**STATED GOAL 1:** Name every coach mentioned in the passage below about Joe Castiglione Jr.
**STATED GOAL 2:** According to the passage below about Joe Castiglione Jr., on what date was Bob Stoops selected as Oklahoma's new football coach?

Joe Castiglione Jr. was two years old when his father selected Bob Stoops to become Oklahoma's new football coach on Dec. 1, 1998. Now Stoops has agreed to allow that same kid to join the Sooners as a walk-on player.

The son of OU Athletics Director Joe Castiglione spent the previous two seasons as a student manager with the Sooners. Joe Jr. would hold up huge flashcards on the sideline during games. At practice, he assisted linebackers coach Tim Kish and defensive coordinator Mike Stoops. Joe Jr. would attend meetings involving coaching activities and analyze film, and would chart opponent tendencies and what plays they would run according to down and distance and field position. He would also perform traditional managerial duties, and also served as a gofer for coaches and players.

**Coordinate labeling data:**
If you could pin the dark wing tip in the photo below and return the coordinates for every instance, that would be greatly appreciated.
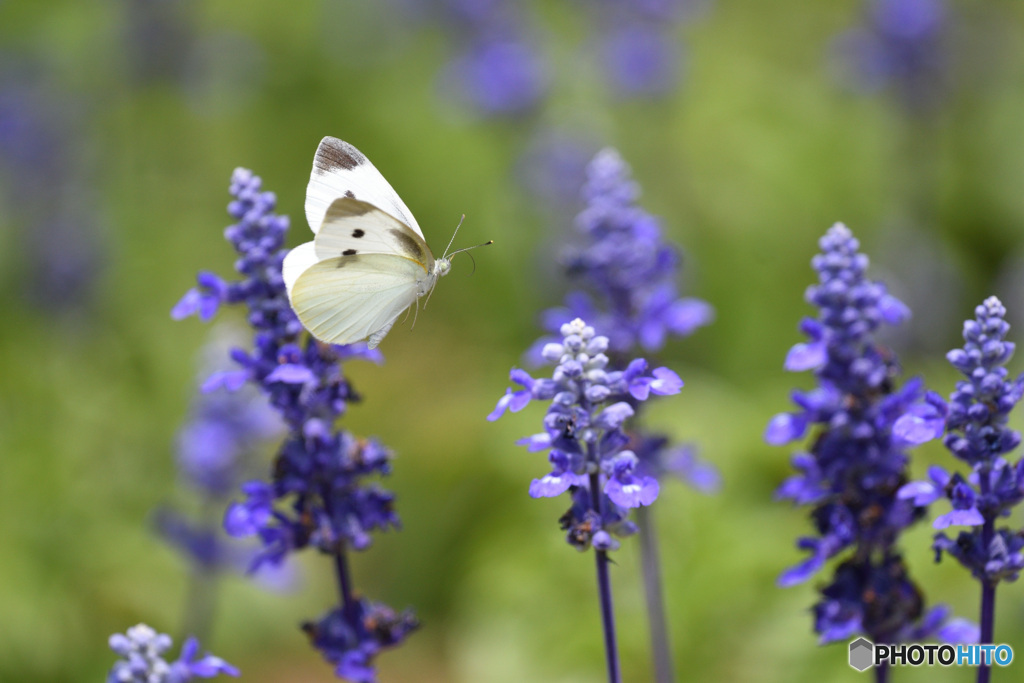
(334, 154)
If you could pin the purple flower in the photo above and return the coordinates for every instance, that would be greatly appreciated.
(584, 428)
(902, 46)
(977, 433)
(350, 639)
(627, 266)
(855, 464)
(142, 649)
(641, 59)
(318, 495)
(499, 77)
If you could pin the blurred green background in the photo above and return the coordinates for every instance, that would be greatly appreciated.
(145, 109)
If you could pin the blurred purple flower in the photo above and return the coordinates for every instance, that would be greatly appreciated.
(584, 428)
(628, 264)
(641, 59)
(498, 77)
(142, 649)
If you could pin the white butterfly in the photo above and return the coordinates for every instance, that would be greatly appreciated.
(368, 261)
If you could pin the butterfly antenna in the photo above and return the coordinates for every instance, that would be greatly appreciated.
(452, 241)
(466, 249)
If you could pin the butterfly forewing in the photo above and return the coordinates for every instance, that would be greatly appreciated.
(341, 170)
(345, 299)
(352, 227)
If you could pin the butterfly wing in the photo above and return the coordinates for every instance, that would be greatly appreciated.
(345, 299)
(352, 227)
(341, 170)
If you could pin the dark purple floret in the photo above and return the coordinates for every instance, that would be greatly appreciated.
(976, 433)
(349, 639)
(855, 463)
(318, 495)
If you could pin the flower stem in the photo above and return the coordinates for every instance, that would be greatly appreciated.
(201, 598)
(987, 603)
(604, 592)
(650, 566)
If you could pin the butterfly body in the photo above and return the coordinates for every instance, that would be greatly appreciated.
(368, 261)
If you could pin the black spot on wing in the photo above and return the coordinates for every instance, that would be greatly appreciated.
(334, 154)
(409, 245)
(344, 207)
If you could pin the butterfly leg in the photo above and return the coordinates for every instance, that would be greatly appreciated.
(378, 336)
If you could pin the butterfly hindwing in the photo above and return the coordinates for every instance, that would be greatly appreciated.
(345, 299)
(341, 170)
(352, 227)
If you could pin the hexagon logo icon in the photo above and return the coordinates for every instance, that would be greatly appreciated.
(861, 653)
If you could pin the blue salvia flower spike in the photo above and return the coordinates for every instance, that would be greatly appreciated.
(584, 432)
(318, 496)
(976, 432)
(855, 462)
(141, 649)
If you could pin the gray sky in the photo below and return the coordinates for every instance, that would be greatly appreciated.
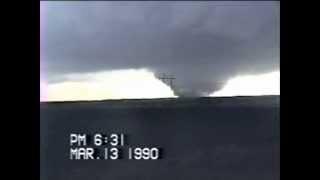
(202, 43)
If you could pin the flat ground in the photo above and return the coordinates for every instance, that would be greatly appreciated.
(202, 138)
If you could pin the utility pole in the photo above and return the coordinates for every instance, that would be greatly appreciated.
(168, 79)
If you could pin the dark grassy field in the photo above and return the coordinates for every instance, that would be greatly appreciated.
(234, 138)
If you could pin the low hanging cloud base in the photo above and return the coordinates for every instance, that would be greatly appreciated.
(251, 85)
(120, 84)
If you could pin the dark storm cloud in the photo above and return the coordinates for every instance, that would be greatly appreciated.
(201, 43)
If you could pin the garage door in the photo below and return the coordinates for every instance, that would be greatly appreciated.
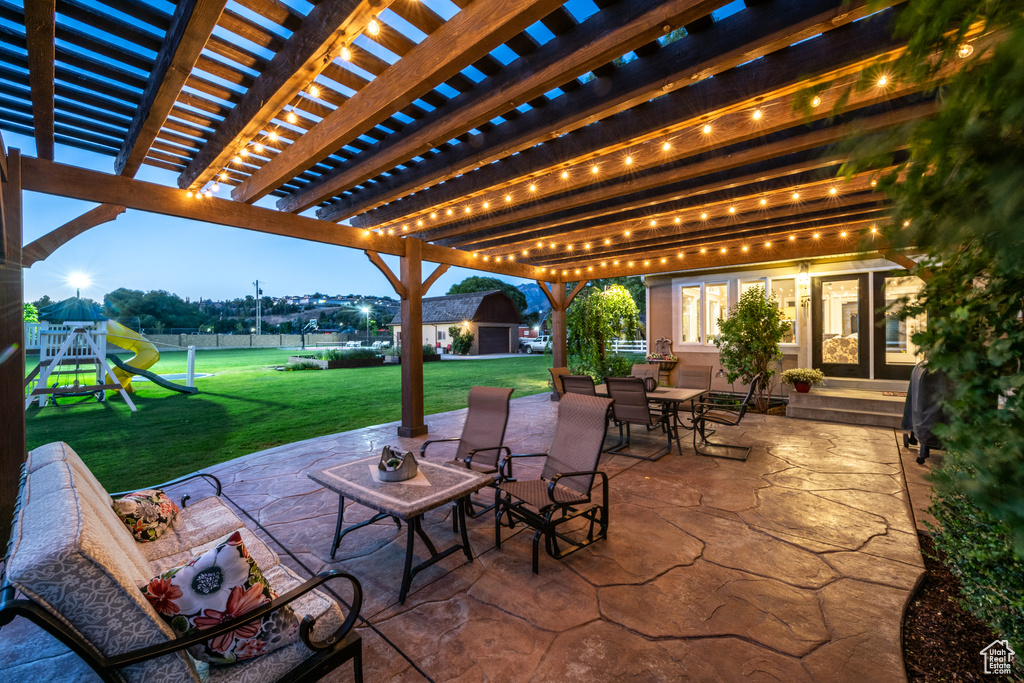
(494, 340)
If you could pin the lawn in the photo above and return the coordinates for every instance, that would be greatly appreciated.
(248, 407)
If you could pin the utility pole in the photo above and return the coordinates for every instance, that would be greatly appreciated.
(259, 309)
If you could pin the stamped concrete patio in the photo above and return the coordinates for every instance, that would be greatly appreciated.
(794, 565)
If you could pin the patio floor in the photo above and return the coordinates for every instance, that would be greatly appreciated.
(794, 565)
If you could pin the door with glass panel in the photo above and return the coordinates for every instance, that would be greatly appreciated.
(841, 326)
(895, 352)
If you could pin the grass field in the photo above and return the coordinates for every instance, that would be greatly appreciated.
(248, 407)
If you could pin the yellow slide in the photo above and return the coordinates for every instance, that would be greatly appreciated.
(145, 353)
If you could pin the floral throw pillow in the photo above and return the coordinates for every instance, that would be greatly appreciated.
(218, 586)
(146, 513)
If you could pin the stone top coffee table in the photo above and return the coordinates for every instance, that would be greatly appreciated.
(433, 486)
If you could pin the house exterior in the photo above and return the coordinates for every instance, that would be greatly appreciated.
(492, 316)
(836, 305)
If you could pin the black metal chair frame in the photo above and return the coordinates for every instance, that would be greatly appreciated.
(342, 645)
(544, 519)
(701, 417)
(664, 418)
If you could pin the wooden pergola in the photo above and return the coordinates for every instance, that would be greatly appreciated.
(545, 139)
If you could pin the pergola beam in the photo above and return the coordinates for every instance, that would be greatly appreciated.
(597, 41)
(41, 248)
(40, 28)
(749, 34)
(192, 25)
(311, 48)
(651, 180)
(462, 40)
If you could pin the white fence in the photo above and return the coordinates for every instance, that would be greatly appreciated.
(32, 341)
(628, 346)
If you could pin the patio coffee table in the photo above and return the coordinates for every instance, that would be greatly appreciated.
(403, 500)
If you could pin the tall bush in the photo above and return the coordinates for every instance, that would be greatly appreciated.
(461, 341)
(749, 339)
(593, 317)
(957, 197)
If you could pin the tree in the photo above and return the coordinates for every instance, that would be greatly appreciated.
(749, 339)
(476, 284)
(957, 197)
(593, 317)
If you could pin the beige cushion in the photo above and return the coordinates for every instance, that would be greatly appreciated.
(73, 556)
(59, 452)
(274, 665)
(265, 558)
(196, 524)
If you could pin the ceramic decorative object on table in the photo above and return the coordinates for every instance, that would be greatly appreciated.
(395, 465)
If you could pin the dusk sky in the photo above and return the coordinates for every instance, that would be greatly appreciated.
(145, 251)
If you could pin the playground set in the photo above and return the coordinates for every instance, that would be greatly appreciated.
(74, 337)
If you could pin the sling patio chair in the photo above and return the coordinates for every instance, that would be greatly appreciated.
(692, 377)
(721, 414)
(579, 384)
(482, 435)
(632, 408)
(556, 379)
(564, 489)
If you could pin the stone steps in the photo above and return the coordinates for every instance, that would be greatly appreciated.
(847, 406)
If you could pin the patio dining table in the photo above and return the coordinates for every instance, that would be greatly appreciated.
(433, 486)
(670, 397)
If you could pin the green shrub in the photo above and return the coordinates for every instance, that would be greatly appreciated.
(979, 551)
(461, 341)
(302, 365)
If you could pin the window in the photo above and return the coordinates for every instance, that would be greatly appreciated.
(691, 314)
(718, 306)
(748, 285)
(784, 292)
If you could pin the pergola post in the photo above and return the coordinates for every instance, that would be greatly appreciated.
(12, 438)
(559, 300)
(412, 331)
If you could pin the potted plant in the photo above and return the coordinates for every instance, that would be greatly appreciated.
(803, 378)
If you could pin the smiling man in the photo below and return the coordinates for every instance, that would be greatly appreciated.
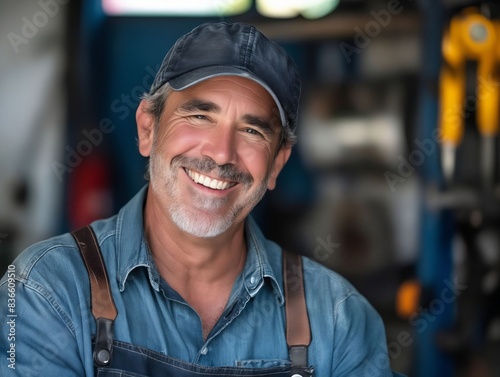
(182, 281)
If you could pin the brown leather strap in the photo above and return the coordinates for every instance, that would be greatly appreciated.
(102, 302)
(298, 332)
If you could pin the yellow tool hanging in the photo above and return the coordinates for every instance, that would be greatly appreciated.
(470, 37)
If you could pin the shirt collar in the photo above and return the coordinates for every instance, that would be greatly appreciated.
(263, 257)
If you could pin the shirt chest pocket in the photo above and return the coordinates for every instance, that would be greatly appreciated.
(262, 363)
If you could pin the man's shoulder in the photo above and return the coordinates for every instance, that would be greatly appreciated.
(325, 282)
(56, 258)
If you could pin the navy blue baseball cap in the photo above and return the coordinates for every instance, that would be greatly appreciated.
(236, 49)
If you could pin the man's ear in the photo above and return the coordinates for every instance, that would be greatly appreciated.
(145, 129)
(280, 161)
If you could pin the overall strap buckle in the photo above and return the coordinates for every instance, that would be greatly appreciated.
(298, 331)
(102, 304)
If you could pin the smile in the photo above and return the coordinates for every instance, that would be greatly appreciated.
(212, 183)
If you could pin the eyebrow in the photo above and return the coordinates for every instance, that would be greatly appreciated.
(199, 105)
(262, 124)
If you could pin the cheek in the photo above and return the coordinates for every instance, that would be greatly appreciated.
(178, 140)
(257, 160)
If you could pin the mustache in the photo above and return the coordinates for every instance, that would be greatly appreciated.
(227, 172)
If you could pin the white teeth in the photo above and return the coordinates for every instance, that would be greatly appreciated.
(208, 182)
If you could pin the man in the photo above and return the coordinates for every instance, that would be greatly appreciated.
(198, 290)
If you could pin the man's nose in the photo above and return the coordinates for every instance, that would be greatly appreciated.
(220, 145)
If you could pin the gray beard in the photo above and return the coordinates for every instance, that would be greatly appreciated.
(200, 221)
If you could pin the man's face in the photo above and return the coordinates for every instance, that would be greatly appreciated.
(215, 153)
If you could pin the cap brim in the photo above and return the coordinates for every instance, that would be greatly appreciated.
(194, 77)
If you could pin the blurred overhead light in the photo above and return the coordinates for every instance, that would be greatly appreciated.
(292, 8)
(176, 7)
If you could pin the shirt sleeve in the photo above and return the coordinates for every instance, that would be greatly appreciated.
(360, 347)
(36, 334)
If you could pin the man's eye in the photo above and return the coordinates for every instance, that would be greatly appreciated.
(253, 131)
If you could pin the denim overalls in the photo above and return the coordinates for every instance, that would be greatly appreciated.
(115, 358)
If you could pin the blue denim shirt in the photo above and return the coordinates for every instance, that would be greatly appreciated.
(46, 326)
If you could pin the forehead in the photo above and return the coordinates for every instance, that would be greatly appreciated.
(248, 92)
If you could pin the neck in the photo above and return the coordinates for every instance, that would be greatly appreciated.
(193, 265)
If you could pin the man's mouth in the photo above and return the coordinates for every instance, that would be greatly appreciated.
(212, 183)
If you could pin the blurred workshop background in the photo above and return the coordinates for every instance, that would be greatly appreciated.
(394, 181)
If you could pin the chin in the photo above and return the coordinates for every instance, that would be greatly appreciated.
(201, 225)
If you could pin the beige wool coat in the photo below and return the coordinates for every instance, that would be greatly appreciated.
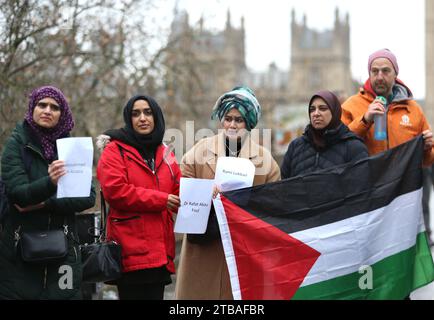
(202, 273)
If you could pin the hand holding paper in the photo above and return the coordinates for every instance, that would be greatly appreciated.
(56, 170)
(77, 156)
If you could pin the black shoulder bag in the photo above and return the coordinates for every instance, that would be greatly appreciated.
(42, 247)
(102, 260)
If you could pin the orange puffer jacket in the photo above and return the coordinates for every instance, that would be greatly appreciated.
(405, 120)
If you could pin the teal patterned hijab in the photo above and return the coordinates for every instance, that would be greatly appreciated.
(244, 100)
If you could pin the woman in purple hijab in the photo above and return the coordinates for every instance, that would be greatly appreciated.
(31, 170)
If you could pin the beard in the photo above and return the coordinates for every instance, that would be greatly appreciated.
(383, 88)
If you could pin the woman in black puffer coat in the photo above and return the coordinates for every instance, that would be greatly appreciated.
(326, 142)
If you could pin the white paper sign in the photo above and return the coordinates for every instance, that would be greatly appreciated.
(78, 156)
(195, 196)
(234, 173)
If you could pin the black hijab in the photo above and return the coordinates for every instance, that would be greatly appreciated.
(317, 136)
(146, 144)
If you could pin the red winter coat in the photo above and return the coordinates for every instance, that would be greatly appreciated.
(138, 218)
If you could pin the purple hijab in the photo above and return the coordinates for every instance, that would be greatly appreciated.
(48, 137)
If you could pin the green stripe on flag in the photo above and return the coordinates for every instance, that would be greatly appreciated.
(394, 277)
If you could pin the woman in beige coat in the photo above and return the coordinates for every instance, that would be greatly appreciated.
(202, 272)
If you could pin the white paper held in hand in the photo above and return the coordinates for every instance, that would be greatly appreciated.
(78, 156)
(195, 196)
(234, 173)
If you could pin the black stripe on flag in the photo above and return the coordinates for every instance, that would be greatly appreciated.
(327, 196)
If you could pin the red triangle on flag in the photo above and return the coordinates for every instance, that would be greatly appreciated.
(271, 264)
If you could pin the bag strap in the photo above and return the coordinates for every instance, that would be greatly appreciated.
(103, 220)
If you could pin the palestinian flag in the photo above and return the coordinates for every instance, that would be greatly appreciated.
(351, 232)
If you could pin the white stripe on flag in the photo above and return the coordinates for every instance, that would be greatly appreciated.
(365, 239)
(228, 248)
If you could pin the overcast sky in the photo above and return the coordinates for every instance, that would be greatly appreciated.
(395, 24)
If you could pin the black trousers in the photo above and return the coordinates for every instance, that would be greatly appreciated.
(151, 291)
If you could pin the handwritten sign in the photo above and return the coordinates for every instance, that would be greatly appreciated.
(78, 156)
(234, 173)
(195, 196)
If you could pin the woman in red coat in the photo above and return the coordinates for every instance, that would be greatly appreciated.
(139, 178)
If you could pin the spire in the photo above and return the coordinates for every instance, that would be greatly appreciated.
(228, 19)
(337, 22)
(201, 23)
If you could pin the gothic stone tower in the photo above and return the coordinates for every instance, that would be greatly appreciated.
(320, 60)
(429, 34)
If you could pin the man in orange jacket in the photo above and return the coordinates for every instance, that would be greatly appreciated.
(405, 118)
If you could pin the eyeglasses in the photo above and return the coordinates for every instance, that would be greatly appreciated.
(44, 105)
(146, 112)
(238, 120)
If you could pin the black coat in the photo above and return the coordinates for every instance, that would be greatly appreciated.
(19, 280)
(342, 146)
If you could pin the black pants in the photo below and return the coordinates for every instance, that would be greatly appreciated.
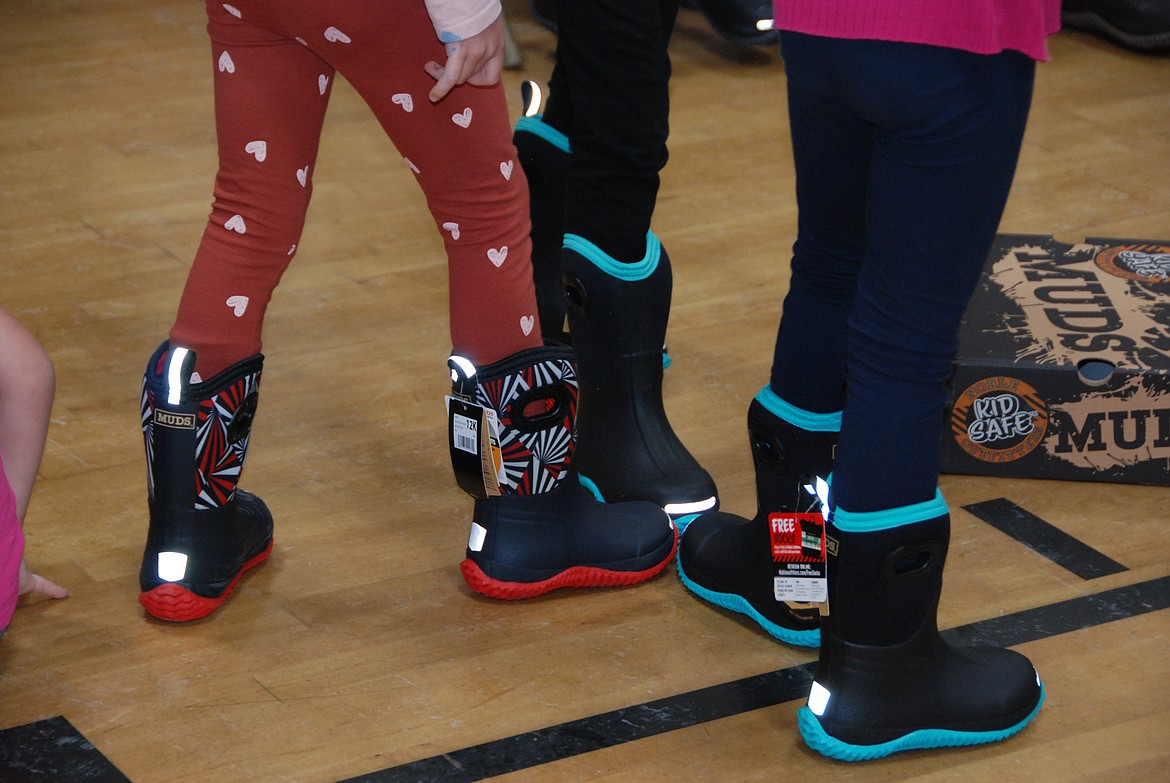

**TASK SOLUTION 1:** Bob Stoops, Tim Kish, Mike Stoops

**TASK SOLUTION 2:** Dec. 1, 1998